§ **PROBLEM TO SOLVE**
Nothing but a number belongs in the answer: how many lines of the records below contain the string "fence".
** PROVIDED RECORDS follows **
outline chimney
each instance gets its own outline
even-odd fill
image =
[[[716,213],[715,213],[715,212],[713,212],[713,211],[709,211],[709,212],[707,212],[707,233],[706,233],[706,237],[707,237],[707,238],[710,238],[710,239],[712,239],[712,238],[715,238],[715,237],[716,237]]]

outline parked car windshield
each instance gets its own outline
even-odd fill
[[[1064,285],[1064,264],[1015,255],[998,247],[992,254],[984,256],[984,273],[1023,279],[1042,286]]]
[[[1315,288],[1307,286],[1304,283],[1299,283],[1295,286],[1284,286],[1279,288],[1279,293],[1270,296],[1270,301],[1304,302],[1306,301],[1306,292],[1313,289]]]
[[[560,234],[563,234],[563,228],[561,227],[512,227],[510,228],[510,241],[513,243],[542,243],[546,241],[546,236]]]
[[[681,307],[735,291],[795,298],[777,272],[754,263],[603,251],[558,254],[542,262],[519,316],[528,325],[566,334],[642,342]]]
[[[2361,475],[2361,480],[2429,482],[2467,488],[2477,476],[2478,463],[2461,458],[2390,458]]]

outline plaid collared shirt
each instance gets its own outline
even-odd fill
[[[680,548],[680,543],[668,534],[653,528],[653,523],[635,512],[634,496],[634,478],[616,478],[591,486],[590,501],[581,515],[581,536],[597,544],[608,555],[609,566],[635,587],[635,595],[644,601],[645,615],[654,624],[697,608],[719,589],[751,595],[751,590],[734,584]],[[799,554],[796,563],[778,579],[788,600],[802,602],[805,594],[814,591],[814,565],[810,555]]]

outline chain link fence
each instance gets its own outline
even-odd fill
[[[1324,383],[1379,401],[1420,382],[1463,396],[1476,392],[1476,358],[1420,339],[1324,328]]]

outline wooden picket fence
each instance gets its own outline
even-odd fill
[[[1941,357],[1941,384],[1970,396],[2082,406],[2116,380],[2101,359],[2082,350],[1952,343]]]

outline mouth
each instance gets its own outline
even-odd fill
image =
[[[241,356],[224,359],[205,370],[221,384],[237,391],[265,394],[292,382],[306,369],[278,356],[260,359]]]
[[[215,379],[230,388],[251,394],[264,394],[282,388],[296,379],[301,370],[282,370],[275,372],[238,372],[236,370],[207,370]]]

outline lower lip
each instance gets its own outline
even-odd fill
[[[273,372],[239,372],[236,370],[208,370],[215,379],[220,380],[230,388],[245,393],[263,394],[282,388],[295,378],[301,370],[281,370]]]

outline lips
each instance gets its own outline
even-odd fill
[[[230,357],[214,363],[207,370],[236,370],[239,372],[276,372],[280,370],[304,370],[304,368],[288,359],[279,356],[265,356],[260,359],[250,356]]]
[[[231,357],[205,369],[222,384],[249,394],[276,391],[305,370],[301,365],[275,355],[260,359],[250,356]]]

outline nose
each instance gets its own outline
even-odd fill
** End of PROVIDED RECORDS **
§ **SOLUTION BELOW**
2